* BEGIN *

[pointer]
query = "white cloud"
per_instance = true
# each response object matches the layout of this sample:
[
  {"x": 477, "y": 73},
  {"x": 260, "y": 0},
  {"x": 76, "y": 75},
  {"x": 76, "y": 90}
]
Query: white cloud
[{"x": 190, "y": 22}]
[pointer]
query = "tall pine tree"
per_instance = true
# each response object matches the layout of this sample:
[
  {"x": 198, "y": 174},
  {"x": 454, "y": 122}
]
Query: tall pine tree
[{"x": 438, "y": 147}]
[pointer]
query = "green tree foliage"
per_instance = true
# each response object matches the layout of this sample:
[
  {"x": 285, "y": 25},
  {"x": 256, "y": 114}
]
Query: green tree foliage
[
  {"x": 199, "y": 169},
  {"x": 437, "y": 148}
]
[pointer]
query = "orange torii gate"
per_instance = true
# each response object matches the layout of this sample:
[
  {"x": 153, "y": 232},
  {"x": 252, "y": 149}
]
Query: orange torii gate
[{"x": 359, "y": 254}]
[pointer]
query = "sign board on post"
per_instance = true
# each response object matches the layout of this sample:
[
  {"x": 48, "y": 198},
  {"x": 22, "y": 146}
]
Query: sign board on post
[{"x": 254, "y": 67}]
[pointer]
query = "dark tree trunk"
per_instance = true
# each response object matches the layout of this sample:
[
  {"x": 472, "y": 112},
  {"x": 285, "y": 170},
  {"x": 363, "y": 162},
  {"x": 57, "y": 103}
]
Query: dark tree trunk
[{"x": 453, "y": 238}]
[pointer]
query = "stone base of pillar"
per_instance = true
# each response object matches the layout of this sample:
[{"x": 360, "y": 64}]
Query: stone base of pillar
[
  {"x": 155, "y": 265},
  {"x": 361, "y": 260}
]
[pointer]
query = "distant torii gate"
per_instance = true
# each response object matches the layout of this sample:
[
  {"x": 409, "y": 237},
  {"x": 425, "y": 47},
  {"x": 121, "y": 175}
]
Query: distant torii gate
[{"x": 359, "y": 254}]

* END *

Task brief: Copy out each line in the records above that contains the word "white".

Complete answer:
query = "white cloud"
Query: white cloud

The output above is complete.